#### MATERIALS PROVIDED ####
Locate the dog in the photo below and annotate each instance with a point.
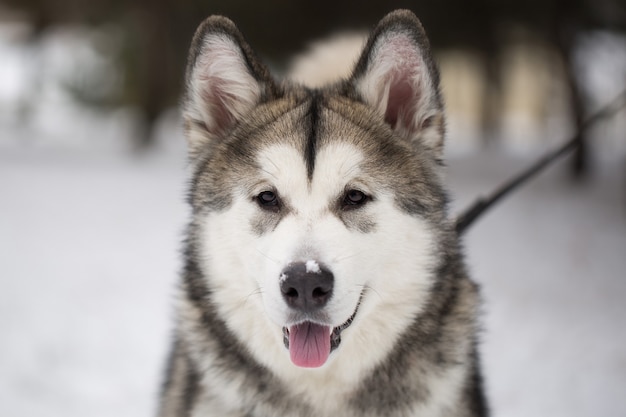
(323, 276)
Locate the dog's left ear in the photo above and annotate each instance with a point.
(397, 76)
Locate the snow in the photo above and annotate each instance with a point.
(89, 254)
(312, 267)
(90, 240)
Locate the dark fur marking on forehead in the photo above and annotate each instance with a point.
(311, 145)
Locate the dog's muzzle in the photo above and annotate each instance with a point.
(306, 288)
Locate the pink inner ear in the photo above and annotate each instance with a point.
(404, 82)
(401, 102)
(216, 97)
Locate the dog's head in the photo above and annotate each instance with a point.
(318, 209)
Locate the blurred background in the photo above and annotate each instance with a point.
(93, 178)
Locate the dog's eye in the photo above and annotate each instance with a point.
(354, 199)
(268, 200)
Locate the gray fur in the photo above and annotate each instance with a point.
(208, 362)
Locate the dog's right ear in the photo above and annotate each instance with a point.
(224, 82)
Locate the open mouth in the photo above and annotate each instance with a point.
(310, 343)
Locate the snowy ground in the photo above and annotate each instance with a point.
(89, 257)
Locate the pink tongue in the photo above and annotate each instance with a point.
(309, 344)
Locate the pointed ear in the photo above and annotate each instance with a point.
(224, 82)
(396, 75)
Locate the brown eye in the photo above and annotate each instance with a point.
(268, 200)
(354, 199)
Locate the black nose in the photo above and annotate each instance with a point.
(306, 286)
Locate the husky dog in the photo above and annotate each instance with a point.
(323, 276)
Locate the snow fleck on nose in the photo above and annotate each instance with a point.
(312, 267)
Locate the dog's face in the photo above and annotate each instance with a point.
(316, 207)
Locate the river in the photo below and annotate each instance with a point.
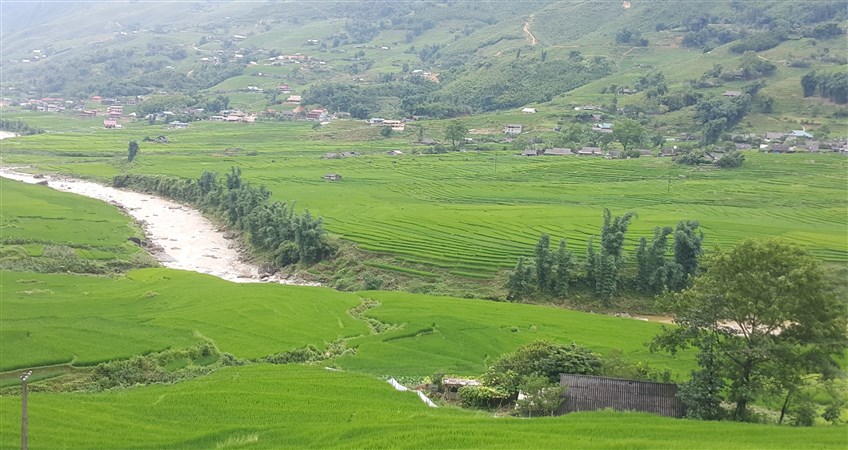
(177, 235)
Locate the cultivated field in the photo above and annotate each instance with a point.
(61, 318)
(474, 213)
(267, 406)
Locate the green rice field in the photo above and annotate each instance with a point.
(61, 323)
(473, 213)
(264, 406)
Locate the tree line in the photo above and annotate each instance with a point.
(557, 273)
(273, 229)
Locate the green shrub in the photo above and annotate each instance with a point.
(541, 358)
(482, 397)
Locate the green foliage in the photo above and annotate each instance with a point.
(482, 397)
(544, 263)
(791, 322)
(520, 281)
(628, 132)
(615, 366)
(273, 228)
(731, 159)
(541, 397)
(829, 85)
(132, 151)
(564, 267)
(19, 127)
(456, 133)
(656, 274)
(543, 359)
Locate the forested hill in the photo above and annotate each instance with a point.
(435, 58)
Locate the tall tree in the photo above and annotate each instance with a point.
(519, 283)
(760, 306)
(563, 273)
(544, 263)
(687, 251)
(656, 274)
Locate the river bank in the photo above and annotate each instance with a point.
(178, 236)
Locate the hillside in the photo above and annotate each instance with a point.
(437, 59)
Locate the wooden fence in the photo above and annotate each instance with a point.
(586, 393)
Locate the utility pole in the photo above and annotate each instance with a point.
(24, 419)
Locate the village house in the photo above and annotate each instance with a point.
(773, 136)
(780, 148)
(590, 393)
(799, 134)
(513, 128)
(115, 111)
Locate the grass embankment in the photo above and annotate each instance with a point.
(473, 214)
(44, 230)
(48, 318)
(306, 407)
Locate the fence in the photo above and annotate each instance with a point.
(586, 393)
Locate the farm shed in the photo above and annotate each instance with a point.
(588, 393)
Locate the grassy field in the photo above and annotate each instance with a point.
(50, 319)
(47, 319)
(474, 213)
(303, 407)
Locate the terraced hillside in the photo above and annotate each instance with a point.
(474, 213)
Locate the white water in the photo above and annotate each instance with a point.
(178, 236)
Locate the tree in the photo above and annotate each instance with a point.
(628, 132)
(541, 397)
(456, 133)
(520, 281)
(759, 308)
(544, 263)
(656, 274)
(132, 151)
(564, 261)
(809, 83)
(687, 250)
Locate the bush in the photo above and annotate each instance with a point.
(541, 398)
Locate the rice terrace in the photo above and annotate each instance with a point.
(424, 224)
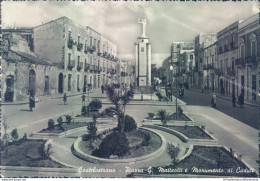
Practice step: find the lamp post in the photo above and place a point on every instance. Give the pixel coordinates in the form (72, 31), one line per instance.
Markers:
(176, 99)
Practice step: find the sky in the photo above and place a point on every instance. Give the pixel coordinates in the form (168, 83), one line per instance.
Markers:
(166, 21)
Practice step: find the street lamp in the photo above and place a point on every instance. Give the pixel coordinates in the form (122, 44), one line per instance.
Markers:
(176, 99)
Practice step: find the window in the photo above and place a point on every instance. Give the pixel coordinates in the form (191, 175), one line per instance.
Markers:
(90, 41)
(253, 48)
(78, 60)
(69, 58)
(78, 39)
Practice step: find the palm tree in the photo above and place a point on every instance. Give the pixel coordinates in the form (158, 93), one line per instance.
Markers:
(163, 116)
(120, 103)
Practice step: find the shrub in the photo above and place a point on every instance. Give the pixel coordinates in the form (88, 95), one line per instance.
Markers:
(146, 139)
(59, 120)
(173, 152)
(14, 135)
(92, 130)
(50, 124)
(48, 151)
(95, 105)
(159, 95)
(68, 119)
(113, 144)
(130, 124)
(163, 116)
(180, 110)
(24, 137)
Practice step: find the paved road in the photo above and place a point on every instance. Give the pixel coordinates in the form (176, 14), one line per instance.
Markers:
(247, 115)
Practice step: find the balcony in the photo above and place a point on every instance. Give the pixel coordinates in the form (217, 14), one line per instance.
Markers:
(240, 62)
(71, 64)
(79, 46)
(80, 66)
(85, 49)
(251, 60)
(92, 49)
(86, 68)
(99, 52)
(70, 43)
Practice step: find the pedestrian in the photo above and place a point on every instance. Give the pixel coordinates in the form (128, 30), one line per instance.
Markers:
(214, 100)
(102, 89)
(65, 99)
(31, 101)
(83, 99)
(233, 100)
(241, 100)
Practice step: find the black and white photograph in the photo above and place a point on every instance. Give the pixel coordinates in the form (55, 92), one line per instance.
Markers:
(130, 89)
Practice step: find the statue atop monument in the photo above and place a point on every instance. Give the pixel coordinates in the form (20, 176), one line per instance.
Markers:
(143, 23)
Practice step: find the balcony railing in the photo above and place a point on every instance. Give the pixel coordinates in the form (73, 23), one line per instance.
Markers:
(71, 64)
(86, 68)
(80, 66)
(92, 49)
(99, 52)
(240, 62)
(70, 43)
(85, 49)
(251, 60)
(79, 46)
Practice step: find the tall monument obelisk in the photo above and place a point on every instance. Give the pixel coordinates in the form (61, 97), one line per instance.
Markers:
(143, 58)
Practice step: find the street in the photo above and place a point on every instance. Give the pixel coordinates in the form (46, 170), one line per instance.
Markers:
(247, 115)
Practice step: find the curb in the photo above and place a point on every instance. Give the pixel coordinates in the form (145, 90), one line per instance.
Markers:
(94, 159)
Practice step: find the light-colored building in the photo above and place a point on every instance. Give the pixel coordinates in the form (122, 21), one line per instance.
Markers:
(86, 58)
(143, 58)
(201, 41)
(248, 73)
(227, 54)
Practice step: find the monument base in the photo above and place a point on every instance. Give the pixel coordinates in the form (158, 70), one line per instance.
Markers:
(145, 89)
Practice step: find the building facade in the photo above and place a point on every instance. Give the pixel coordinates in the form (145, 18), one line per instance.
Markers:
(248, 73)
(85, 57)
(143, 58)
(227, 47)
(56, 57)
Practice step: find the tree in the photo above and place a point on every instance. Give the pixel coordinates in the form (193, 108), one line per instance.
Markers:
(120, 103)
(92, 128)
(163, 116)
(173, 152)
(14, 135)
(5, 138)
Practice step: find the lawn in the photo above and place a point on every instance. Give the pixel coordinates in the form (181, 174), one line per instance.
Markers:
(65, 127)
(29, 154)
(211, 161)
(135, 139)
(192, 132)
(180, 117)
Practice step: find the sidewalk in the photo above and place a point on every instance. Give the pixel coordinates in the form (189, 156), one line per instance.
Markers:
(94, 93)
(228, 97)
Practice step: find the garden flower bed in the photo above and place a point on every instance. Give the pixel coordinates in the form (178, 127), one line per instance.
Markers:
(65, 127)
(135, 139)
(192, 132)
(29, 153)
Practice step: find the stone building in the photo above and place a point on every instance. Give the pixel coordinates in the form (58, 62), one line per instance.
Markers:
(248, 82)
(177, 61)
(56, 57)
(86, 59)
(201, 41)
(24, 72)
(143, 58)
(227, 54)
(209, 67)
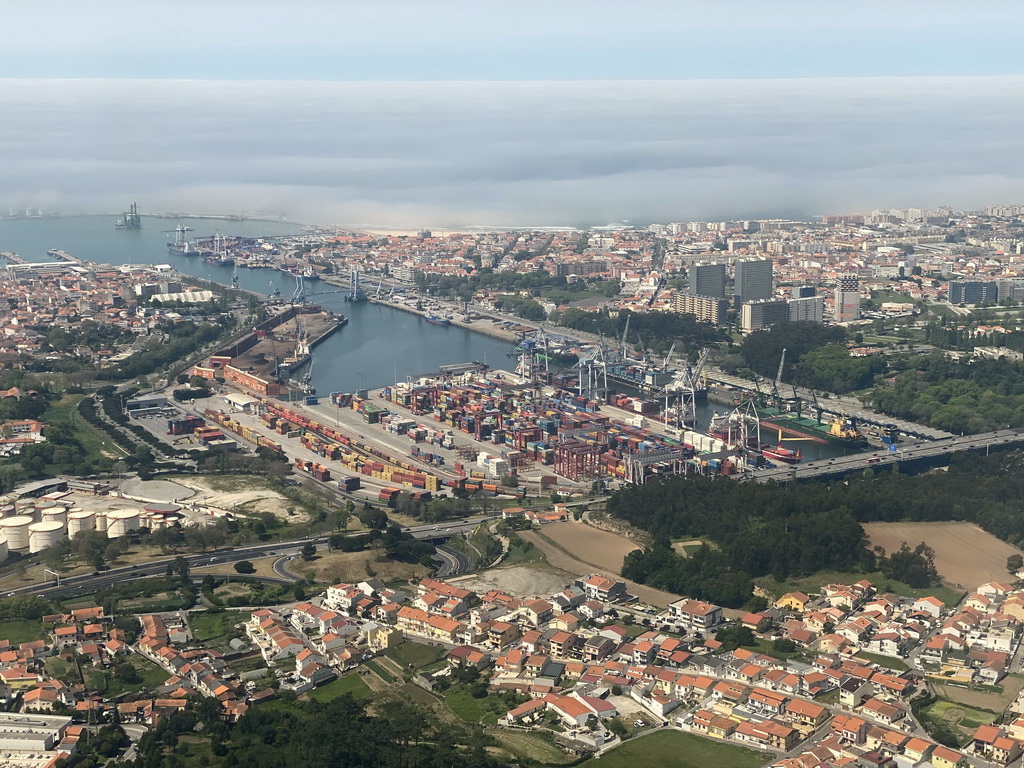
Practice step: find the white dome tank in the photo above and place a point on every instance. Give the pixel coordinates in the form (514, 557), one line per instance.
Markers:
(121, 522)
(79, 521)
(16, 530)
(54, 513)
(45, 535)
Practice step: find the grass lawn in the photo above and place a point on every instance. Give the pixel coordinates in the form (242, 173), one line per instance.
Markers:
(811, 585)
(381, 672)
(94, 441)
(20, 631)
(469, 709)
(348, 684)
(526, 745)
(214, 628)
(414, 654)
(890, 663)
(677, 750)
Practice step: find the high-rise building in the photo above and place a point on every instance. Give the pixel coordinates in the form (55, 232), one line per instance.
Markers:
(847, 299)
(705, 308)
(807, 308)
(708, 280)
(754, 281)
(973, 292)
(757, 314)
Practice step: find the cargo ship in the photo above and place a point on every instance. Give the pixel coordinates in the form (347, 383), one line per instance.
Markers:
(839, 430)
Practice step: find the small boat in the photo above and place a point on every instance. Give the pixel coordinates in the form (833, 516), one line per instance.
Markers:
(782, 454)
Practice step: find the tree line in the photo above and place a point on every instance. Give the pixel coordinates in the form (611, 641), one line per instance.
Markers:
(798, 529)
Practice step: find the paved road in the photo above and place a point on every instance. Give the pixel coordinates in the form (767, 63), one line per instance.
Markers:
(907, 453)
(102, 580)
(453, 562)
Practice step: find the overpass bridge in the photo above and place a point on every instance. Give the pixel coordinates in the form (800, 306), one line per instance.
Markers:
(915, 454)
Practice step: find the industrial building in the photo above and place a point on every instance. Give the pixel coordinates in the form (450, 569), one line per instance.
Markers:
(38, 733)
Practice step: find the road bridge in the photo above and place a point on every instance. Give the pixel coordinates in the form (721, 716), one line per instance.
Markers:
(907, 454)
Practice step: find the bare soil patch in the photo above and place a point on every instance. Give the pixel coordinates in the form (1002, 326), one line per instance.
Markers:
(964, 553)
(243, 494)
(521, 581)
(559, 559)
(601, 549)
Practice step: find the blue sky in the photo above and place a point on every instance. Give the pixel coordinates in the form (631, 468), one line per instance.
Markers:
(354, 40)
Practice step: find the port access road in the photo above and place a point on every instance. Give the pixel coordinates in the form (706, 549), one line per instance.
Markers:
####
EXERCISE DESCRIPTION:
Return each line of the listing that holds the word "lawn".

RESPONSE BELOW:
Practice step: find the lawn in the photo above and place a point on every instance. Give the pixel coordinates in the form (181, 174), one line per instance.
Practice step: find the grass lawn in the photo above and place a point on every instance. Give the pixel coordinates in the form (242, 173), one line per instance.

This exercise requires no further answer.